── DATASET CONTENT
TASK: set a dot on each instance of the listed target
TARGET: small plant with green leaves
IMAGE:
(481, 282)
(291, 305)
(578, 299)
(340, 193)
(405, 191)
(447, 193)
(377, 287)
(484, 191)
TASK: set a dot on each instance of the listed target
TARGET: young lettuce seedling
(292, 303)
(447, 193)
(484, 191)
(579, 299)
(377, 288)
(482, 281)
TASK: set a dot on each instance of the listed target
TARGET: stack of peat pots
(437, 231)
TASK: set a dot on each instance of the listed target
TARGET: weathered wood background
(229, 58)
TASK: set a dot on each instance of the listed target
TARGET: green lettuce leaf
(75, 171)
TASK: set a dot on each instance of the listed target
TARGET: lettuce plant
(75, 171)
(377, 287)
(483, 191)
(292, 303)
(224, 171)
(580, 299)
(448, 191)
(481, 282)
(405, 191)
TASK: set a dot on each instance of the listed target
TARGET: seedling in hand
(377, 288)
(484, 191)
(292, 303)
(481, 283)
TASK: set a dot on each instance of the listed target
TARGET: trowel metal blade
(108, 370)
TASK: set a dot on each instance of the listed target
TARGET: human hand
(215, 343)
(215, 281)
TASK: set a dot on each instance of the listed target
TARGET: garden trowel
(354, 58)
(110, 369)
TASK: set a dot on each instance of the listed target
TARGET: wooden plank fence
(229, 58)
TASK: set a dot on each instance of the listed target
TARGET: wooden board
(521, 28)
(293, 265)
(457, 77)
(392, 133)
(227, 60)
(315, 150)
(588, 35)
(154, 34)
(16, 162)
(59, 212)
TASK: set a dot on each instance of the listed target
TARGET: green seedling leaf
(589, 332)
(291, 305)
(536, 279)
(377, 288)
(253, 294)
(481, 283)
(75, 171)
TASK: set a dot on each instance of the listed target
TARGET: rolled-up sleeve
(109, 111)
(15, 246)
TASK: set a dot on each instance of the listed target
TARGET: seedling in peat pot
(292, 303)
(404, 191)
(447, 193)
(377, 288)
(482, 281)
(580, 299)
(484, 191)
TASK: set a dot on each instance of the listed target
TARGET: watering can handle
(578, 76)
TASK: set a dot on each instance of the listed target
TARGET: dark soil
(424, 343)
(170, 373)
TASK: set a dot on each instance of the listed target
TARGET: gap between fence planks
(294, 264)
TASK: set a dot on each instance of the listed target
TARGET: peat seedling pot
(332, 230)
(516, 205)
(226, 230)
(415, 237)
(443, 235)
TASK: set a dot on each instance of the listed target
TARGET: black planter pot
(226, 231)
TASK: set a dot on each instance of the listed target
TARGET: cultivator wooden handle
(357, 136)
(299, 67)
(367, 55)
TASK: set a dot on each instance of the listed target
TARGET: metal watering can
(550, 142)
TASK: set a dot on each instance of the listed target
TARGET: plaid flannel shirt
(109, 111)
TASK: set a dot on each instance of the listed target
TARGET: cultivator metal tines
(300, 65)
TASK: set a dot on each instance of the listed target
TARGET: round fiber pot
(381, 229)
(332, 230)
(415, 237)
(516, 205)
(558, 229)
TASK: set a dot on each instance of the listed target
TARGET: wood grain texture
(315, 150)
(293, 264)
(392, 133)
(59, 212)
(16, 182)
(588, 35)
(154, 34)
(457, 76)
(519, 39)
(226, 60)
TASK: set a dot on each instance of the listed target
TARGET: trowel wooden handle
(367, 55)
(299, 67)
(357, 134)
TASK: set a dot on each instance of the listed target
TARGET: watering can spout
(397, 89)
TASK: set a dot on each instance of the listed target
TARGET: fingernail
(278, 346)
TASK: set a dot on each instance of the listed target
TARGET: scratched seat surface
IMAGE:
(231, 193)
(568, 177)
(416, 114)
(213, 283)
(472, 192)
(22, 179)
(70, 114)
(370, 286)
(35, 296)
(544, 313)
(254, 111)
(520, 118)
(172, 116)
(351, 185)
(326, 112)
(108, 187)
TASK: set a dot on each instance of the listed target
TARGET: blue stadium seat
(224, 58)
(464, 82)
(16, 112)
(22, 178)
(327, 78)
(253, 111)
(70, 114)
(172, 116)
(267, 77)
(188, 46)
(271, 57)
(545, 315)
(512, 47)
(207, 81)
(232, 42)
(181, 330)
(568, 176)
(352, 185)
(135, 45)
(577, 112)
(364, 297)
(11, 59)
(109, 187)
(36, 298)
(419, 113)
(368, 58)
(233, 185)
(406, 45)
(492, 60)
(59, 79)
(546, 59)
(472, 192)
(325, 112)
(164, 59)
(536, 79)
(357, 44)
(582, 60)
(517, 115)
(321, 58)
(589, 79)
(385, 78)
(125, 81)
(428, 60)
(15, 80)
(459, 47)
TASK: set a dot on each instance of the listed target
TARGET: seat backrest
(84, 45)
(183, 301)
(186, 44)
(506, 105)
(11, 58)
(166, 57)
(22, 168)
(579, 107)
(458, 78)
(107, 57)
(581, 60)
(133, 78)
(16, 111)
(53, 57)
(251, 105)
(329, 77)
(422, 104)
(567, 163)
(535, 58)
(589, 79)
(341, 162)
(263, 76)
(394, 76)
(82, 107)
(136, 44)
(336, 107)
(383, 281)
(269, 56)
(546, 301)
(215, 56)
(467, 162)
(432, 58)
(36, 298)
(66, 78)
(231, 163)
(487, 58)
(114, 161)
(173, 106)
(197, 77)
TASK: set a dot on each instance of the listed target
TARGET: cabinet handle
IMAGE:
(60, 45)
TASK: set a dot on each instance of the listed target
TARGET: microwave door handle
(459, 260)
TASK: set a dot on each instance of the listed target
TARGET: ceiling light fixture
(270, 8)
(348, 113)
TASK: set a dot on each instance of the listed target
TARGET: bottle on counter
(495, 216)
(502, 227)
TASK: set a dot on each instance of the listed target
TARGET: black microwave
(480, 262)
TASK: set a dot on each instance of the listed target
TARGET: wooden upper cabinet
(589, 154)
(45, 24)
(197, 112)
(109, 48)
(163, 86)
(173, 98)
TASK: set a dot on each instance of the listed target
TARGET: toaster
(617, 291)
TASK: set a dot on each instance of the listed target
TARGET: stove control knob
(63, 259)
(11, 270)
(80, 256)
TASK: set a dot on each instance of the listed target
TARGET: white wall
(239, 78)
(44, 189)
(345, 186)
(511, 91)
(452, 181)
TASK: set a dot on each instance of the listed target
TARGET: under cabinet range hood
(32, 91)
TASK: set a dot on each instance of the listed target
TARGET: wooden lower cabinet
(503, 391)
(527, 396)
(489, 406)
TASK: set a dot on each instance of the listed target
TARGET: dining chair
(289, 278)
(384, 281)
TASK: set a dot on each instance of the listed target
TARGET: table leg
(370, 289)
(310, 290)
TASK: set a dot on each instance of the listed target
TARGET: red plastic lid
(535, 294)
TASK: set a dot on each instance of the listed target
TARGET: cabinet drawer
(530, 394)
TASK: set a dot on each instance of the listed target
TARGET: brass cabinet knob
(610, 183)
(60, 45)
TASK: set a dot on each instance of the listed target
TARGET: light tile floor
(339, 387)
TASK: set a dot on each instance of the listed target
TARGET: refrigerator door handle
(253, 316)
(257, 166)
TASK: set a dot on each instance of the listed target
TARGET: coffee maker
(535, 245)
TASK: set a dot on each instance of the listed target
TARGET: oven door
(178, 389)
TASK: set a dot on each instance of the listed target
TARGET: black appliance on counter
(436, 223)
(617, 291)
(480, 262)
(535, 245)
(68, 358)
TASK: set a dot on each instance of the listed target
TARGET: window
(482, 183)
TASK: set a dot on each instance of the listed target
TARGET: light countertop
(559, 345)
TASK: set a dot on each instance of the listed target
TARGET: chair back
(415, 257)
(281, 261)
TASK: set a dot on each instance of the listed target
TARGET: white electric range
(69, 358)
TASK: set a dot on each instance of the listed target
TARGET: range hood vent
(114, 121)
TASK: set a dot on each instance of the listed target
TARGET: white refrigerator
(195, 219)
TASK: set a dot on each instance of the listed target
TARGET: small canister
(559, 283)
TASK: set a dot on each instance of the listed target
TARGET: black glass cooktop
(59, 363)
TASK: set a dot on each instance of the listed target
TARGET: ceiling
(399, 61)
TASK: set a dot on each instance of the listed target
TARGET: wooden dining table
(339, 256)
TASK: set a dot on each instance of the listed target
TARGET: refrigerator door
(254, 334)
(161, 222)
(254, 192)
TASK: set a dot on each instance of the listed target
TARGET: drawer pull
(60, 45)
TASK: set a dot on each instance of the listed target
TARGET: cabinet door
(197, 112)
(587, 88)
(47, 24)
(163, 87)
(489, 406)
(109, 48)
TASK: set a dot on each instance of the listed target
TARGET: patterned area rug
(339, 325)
────
TASK BRIEF –
Your response should hold only an exact copy of the lines above, from the one containing "TARGET: black glass cooktop" through the end of the entries.

YOUR RESPONSE –
TARGET: black glass cooktop
(59, 363)
TASK: set a dot on each instance of the listed target
TARGET: ceiling
(399, 61)
TASK: set a dot on each instance of the listed target
TARGET: wooden dining table
(339, 256)
TASK: set a dot on each instance of the listed target
TARGET: refrigerator door
(254, 334)
(161, 222)
(254, 192)
TASK: set a dot on each instance of the listed target
TARGET: drawer pull
(60, 45)
TASK: set a dot on each instance of the listed target
TARGET: cabinet door
(197, 112)
(587, 88)
(47, 24)
(163, 87)
(489, 406)
(109, 48)
TASK: set a dot on each instance of the listed target
TARGET: patterned area rug
(339, 325)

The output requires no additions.